> Written problem: Copy the rows below word for word, leaving out the pictures.

[Point annotations for photos]
** BEGIN **
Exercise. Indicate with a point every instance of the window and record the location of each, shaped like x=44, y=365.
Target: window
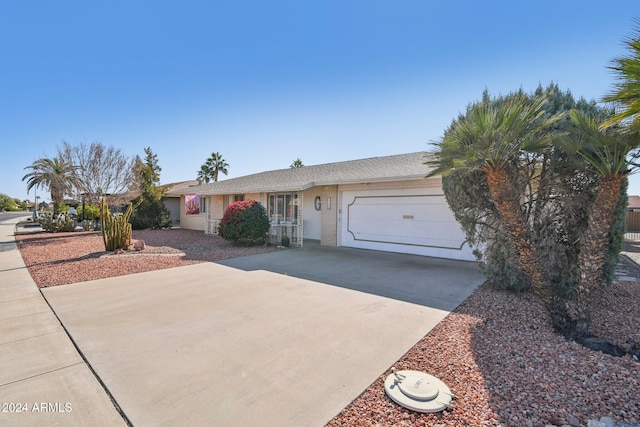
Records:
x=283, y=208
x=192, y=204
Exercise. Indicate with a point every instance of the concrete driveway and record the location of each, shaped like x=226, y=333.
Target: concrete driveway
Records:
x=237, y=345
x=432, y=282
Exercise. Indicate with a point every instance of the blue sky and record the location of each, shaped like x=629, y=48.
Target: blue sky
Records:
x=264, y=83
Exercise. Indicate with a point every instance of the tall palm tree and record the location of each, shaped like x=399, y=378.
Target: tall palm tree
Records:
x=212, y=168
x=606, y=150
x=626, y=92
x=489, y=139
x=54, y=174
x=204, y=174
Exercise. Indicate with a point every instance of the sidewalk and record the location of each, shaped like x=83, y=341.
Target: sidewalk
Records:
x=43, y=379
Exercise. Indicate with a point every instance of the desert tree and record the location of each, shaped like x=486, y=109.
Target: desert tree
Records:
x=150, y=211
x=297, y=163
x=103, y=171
** END **
> Exercise output:
Exercise. Indicate with a point every instance of the window and record the location of each, shaped like x=44, y=365.
Target: window
Records:
x=283, y=208
x=192, y=204
Exercise. Indicate with a point every instance of the concrete driveway and record the location of each, shaped like x=226, y=333.
Target: concrete driveway
Records:
x=237, y=345
x=432, y=282
Exercise. Indicate with a point every instance of the blue sky and record the location of each, shaped like x=629, y=48.
Target: blue sky
Records:
x=264, y=83
Exercise. Indicate with a point every instance of the tall palm tree and record the location of each, shaped like x=399, y=378.
Target: tall palm tree
Records:
x=212, y=168
x=606, y=150
x=626, y=92
x=489, y=139
x=54, y=174
x=204, y=174
Exercise. Indicate with a point every instance of the sidewalk and record the location of each, shaped like x=83, y=341.
Target: sidewalk
Records:
x=43, y=379
Exercise. Indicate with a point every instance of the desert tree and record the location of each, shaped like x=486, y=109.
Target: desert tree
Records:
x=150, y=211
x=297, y=163
x=103, y=171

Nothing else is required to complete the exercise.